=== Record list ===
— Start —

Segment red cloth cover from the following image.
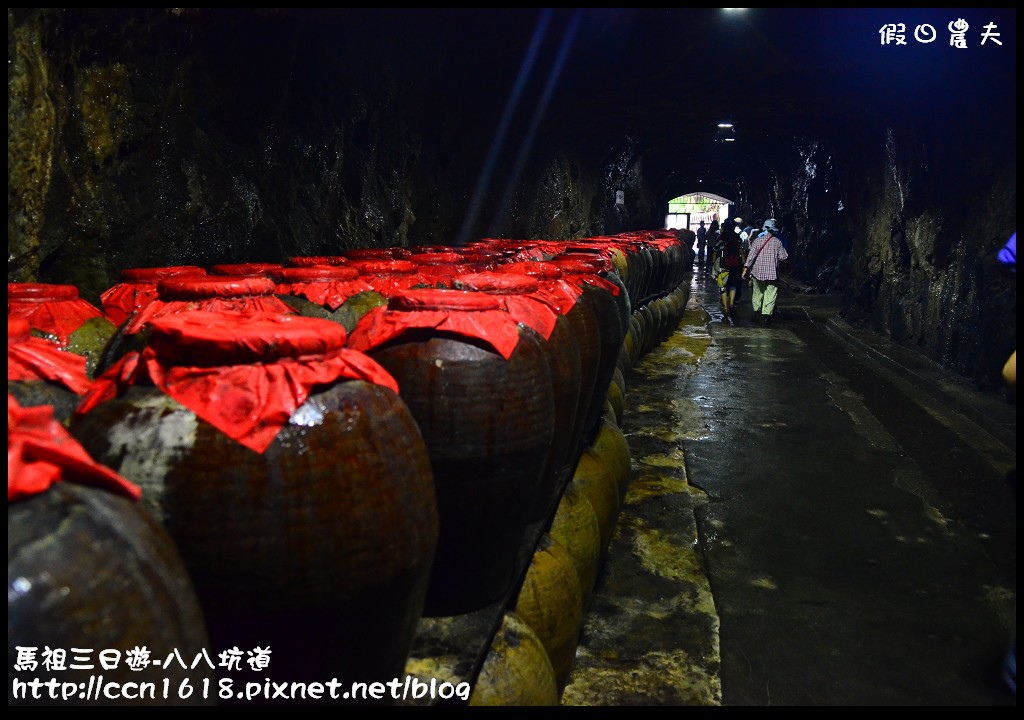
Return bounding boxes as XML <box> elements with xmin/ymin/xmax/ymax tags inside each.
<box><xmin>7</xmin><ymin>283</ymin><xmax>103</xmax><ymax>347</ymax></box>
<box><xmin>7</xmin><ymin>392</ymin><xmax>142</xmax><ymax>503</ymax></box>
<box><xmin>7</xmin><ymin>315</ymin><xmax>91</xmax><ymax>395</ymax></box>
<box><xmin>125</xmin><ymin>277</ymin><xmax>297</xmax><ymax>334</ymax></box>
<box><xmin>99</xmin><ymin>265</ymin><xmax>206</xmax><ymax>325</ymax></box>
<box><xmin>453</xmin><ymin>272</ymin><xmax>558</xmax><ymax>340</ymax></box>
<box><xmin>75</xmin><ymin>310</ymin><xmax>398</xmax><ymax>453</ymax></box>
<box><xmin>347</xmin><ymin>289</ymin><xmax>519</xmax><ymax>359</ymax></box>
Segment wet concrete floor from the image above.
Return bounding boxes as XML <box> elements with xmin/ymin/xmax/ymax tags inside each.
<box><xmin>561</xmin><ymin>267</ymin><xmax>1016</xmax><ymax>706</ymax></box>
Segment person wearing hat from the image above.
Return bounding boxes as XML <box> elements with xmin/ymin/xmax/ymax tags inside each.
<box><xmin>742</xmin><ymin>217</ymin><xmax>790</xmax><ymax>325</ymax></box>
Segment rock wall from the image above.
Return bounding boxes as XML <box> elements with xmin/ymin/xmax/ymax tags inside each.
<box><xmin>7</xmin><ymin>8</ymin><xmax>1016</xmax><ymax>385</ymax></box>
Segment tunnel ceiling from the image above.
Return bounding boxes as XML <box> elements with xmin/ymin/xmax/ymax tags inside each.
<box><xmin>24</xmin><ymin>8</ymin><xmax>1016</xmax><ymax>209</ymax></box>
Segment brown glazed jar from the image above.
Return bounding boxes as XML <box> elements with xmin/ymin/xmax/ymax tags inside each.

— End —
— Start —

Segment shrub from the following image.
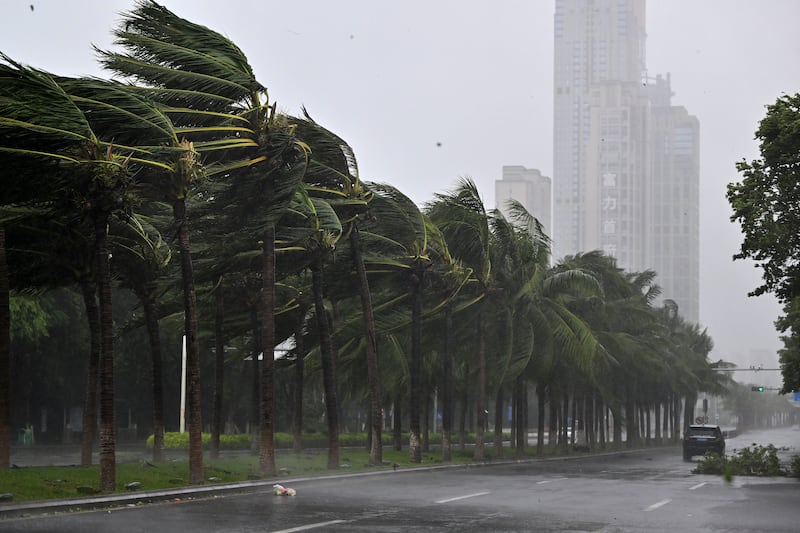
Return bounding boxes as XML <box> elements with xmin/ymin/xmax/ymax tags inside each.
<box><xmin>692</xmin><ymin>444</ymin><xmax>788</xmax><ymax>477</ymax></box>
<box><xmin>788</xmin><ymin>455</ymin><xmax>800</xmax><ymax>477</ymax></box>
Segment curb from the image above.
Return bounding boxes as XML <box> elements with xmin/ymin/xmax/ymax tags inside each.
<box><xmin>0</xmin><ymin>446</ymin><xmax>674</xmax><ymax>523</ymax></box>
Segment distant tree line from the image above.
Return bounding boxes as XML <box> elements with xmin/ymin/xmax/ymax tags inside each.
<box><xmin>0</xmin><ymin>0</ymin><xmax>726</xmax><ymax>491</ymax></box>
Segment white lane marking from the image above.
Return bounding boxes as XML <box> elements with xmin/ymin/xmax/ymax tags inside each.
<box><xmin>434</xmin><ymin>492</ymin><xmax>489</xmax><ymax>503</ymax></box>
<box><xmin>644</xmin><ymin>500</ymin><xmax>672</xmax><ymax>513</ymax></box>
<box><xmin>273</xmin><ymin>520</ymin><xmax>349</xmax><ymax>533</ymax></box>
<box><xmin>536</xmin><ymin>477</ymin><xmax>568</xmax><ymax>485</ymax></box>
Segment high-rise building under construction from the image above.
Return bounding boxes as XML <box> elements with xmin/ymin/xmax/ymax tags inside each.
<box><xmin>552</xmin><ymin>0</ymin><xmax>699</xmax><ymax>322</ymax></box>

— End —

=== Challenge ===
Report every line of the data above that contains the string "following": copy each such line in full. Case counts, so only exact uppercase and lowercase matches qualify.

=== Task result ===
Segment red cloth cover from the following image.
Segment shrub from the following image.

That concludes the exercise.